> [DATA EXTRACT]:
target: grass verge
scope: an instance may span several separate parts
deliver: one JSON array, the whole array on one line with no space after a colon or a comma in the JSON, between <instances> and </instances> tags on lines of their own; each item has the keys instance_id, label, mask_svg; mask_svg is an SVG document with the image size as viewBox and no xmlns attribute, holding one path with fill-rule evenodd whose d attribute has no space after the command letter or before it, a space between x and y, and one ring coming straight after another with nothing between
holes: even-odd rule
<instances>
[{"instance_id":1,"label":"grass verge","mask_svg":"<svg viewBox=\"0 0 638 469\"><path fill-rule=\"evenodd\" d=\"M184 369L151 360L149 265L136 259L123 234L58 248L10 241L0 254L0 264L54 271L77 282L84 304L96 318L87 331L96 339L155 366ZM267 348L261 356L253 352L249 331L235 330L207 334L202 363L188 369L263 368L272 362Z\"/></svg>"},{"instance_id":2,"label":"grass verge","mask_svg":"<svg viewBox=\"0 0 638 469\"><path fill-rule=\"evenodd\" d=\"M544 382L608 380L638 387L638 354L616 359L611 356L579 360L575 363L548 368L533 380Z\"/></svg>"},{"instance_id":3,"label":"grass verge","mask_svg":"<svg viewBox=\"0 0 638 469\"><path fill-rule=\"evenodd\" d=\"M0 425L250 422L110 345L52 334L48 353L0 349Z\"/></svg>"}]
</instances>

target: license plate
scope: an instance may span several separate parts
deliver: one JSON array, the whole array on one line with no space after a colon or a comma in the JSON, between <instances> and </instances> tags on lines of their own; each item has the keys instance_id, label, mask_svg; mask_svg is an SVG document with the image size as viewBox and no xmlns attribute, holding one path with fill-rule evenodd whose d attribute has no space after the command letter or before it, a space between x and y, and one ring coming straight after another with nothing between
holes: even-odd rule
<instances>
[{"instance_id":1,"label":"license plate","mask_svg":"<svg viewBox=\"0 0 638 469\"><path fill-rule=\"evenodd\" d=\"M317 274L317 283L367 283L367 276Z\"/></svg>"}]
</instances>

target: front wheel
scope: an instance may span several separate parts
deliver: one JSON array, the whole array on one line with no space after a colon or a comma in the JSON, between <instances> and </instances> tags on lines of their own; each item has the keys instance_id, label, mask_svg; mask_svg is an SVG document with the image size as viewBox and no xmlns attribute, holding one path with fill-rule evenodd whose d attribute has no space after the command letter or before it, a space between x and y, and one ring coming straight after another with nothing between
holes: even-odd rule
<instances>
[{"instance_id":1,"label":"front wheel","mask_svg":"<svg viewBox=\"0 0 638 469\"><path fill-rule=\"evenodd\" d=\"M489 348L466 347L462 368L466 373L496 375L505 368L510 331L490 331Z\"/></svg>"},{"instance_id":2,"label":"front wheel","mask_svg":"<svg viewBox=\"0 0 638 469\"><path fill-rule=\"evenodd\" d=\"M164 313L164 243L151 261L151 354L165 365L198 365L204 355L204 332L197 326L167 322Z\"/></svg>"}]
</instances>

> [PROBLEM DESCRIPTION]:
Reproduce every row above verbatim, with no change to any character.

> [FINISHED TASK]:
target: grass verge
scope: an instance may span several separate parts
deliver: one JSON array, the whole array on one line with no space after a colon or a comma in the JSON, between <instances> and </instances> tags on lines of their own; each item has the keys instance_id, label, mask_svg; mask_svg is an SVG document with the image size as viewBox and no xmlns attribute, holding one path with fill-rule evenodd whose d attribute has no space after the command letter or before it, a space between x and y, and one ring coming straight after another with nothing between
holes: even-odd rule
<instances>
[{"instance_id":1,"label":"grass verge","mask_svg":"<svg viewBox=\"0 0 638 469\"><path fill-rule=\"evenodd\" d=\"M184 369L151 360L149 265L136 259L123 234L58 248L10 241L0 254L0 264L54 271L77 282L84 304L96 318L87 331L96 339L155 366ZM267 348L261 356L253 352L249 331L235 330L207 334L202 363L188 369L263 368L272 362Z\"/></svg>"},{"instance_id":2,"label":"grass verge","mask_svg":"<svg viewBox=\"0 0 638 469\"><path fill-rule=\"evenodd\" d=\"M544 382L608 380L638 387L638 354L616 359L611 356L579 360L575 363L548 368L533 380Z\"/></svg>"},{"instance_id":3,"label":"grass verge","mask_svg":"<svg viewBox=\"0 0 638 469\"><path fill-rule=\"evenodd\" d=\"M0 425L250 422L110 345L52 334L48 353L0 349Z\"/></svg>"}]
</instances>

target: license plate
scope: an instance may span several separate parts
deliver: one JSON array, the whole array on one line with no space after a colon or a comma in the JSON, between <instances> and </instances> tags on lines of their own; each item has the keys instance_id, label, mask_svg; mask_svg is an SVG document with the image size as viewBox and no xmlns attribute, holding one path with fill-rule evenodd whose d attribute has no space after the command letter or before it, a space between x and y, and one ring coming straight after another with nothing between
holes: even-odd rule
<instances>
[{"instance_id":1,"label":"license plate","mask_svg":"<svg viewBox=\"0 0 638 469\"><path fill-rule=\"evenodd\" d=\"M317 274L317 283L367 283L367 276Z\"/></svg>"}]
</instances>

target: front wheel
scope: an instance may span several separate parts
deliver: one JSON array, the whole array on one line with no space after a colon or a comma in the JSON, between <instances> and </instances> tags on lines of their own; each item has the keys instance_id, label, mask_svg; mask_svg is an SVG document with the image size as viewBox and no xmlns attribute, holding one path with fill-rule evenodd whose d attribute has no space after the command letter or before it, a space between x and y, and one ring coming straight after another with nothing between
holes: even-odd rule
<instances>
[{"instance_id":1,"label":"front wheel","mask_svg":"<svg viewBox=\"0 0 638 469\"><path fill-rule=\"evenodd\" d=\"M489 348L466 347L462 368L466 373L496 375L505 368L510 331L490 331Z\"/></svg>"},{"instance_id":2,"label":"front wheel","mask_svg":"<svg viewBox=\"0 0 638 469\"><path fill-rule=\"evenodd\" d=\"M164 313L164 243L151 261L151 354L165 365L198 365L204 355L204 332L197 326L167 322Z\"/></svg>"}]
</instances>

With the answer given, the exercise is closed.